→ **読解用の抜粋**
▽

今回も前回の植毛の歴史と同じく
少し視点を変えたお話をしたいと思います。
植毛というと傷跡や仕上がりが
真っ先にピックアップされがちですが
実はカウンセリングがすごく重要!
という話です。
ある意味ではそこで全てが決まると言っても
過言ではないと思います。
・カウンセリングは単なる説明の場ではない
植毛に限らずですが、
何かしらの専門機関に出向いて
サービスや医療行為を受ける場合は
事前にカウンセリングがあると思います。
カウンセリングといったら、
もしかしたらネガティブなイメージのほうが
先行しているかもしれません。
いまや無料で実施してるのが
当たり前になってはいますが、
それを口実に見込み客を集めて
強引に引き込もうとするところが
残念ながら多く存在します。
植毛業界は全体的にどうなってるのか
わかりませんが、中にはゴリゴリの
勧誘をしているクリニックも
存在しているかもしれません。
そこまで行かなくても
単にシステムだけを紹介するような
あたかもマニュアル的な対応を
するところもあるかもしれません。
そもそもカウンセリングとは
そのサービスを受ける人(依頼者)が抱える
悩みや疑問を専門的な知識をもって
相談援助するという意味があります。
植毛においては一般初見や局所所見をし、
その他にもしっかり患者さんの疑問に答え、
医師との信頼関係を結ぶ場となります。

△

→ **データソースからの項目**
▽

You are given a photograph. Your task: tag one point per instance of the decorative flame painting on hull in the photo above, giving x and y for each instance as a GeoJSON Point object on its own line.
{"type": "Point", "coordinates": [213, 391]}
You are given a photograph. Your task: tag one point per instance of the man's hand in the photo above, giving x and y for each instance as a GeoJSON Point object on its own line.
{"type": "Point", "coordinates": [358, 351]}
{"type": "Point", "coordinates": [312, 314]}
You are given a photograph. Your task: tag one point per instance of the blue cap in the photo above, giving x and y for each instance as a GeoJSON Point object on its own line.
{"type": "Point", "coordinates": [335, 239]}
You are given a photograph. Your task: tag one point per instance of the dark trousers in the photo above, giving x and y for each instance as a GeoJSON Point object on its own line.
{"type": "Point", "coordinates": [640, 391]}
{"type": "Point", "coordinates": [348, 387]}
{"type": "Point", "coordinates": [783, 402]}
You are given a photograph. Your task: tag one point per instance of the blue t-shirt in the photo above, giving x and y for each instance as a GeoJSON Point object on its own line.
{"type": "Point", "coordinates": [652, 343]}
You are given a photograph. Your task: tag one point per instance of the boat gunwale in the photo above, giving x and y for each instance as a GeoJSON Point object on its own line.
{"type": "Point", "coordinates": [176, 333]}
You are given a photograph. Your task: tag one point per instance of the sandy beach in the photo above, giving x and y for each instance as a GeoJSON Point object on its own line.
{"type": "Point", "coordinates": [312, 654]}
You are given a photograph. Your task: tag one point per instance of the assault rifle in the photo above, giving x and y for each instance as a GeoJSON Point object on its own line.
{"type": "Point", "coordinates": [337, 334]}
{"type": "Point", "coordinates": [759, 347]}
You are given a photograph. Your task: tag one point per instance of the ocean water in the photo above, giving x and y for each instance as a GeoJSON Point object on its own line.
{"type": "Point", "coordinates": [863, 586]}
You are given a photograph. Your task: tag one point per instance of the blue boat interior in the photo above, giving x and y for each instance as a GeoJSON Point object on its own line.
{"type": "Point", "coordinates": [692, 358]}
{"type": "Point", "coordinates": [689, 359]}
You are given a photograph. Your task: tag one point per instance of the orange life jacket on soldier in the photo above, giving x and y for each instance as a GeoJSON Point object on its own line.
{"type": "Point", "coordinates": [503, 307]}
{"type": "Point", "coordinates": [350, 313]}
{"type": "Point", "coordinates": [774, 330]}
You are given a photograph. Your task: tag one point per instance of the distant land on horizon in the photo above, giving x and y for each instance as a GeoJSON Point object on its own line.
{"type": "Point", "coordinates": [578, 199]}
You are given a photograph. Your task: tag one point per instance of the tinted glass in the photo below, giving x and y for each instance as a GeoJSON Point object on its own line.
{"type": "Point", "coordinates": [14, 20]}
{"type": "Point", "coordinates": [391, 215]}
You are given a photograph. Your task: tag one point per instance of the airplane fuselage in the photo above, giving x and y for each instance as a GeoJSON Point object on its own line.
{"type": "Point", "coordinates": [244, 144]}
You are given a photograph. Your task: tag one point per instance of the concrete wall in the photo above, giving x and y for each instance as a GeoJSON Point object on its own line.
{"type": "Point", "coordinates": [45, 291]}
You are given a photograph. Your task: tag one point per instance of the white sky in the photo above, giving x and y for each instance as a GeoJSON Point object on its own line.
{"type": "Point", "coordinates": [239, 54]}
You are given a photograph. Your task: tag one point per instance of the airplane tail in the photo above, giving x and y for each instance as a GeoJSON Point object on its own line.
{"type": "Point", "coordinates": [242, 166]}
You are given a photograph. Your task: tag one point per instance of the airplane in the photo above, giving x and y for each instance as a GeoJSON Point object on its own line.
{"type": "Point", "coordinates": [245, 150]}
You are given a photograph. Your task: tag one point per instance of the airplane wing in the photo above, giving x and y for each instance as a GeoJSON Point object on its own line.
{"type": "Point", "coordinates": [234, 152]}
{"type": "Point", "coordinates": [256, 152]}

△

→ **演習の課題**
A. 次の(i)〜(iii)がそれぞれ植毛カウンセリングの文章の内容と一致するかを「はい」か「いいえ」で答え、判断の根拠となる本文の語句をそのまま引用してください。(i) カウンセリングは今や無料で行うのが当たり前になっている。(ii) 筆者は植毛業界全体で強引な勧誘が行われていると断言している。(iii) 植毛のカウンセリングは医師との信頼関係を結ぶ場になる。
B. 植毛カウンセリングの文章を、最後の文の後から書き継いでください。
項目はこの演習では使いません。

→ **課題ごとの解答**
A.
(i) はい。「いまや無料で実施してるのが当たり前になってはいますが」
(ii) いいえ。「植毛業界は全体的にどうなってるのかわかりませんが」
(iii) はい。「医師との信頼関係を結ぶ場となります」

B.
一般所見とは基本的な内容で、
年齢とか薄毛歴とか植毛に対する考え、
体質、病歴をチェックします。
植毛に対する考えとは、
過度な期待をしていないかとか
心理的な面も含まれます。
局所所見は頭髪の状況を見て、
ドナーをどこから取るか、
髪の太さ、色、縮れ具合、
頭皮の硬度などをチェックします。
それによりどのくらいの株が必要か、
どういうデザインで施すかなど
手術の工程が具体的になります。
そして患者にどのくらいの
回復を望むのかなどを聞き、
植毛するか薬物治療にするか、
どちらか一方だけにするかなども
見極めていくという感じになります。
・カウンセリングが重要な理由
このようにカウンセリングは単なる見学や
システムの説明、クリニックの実績などを
聞きに行くことではないんですね。
もちろん勧誘をしてくるのは論外であり、
お金に関することをすぐ聞いてくるところは
かなり警戒したほうがいいと思います。
中には手術も何も決まっていないのに
血液検査を促すところもあるようです。
ポイントは手術を担当する医師が
カウンセリングを行ってくれるか、です。
執刀する本人が患者のことを
一番よくわかっていなければならないのは
当然のことだと思います。
が、実際はそうではないケースが
少なくないようで、中には医師ではない
カウンセラーと称する人が
受け持つところもあるようです。
最近は安いからと海外(韓国や東南アジア)で
受ける人も多くいるようですが、
手術当日に初めて医師と患者が出会う
というのがよくあるそうです。
ちなみにカウンセリングのときに
ビフォーアフター写真を見せられるのは
恒例行事になってると思われますが
それも鵜呑みにしないほうがいいでしょう。
それも宣伝の一種であるため
最もいい出来の症例かもしれないですし、
写真写りがたまたまよかったなども
考えられるからです。
ちゃんとしたところだと
良かった症例だけでなく
平均的な出来栄えの症例も
あわせて見せてくれるようです。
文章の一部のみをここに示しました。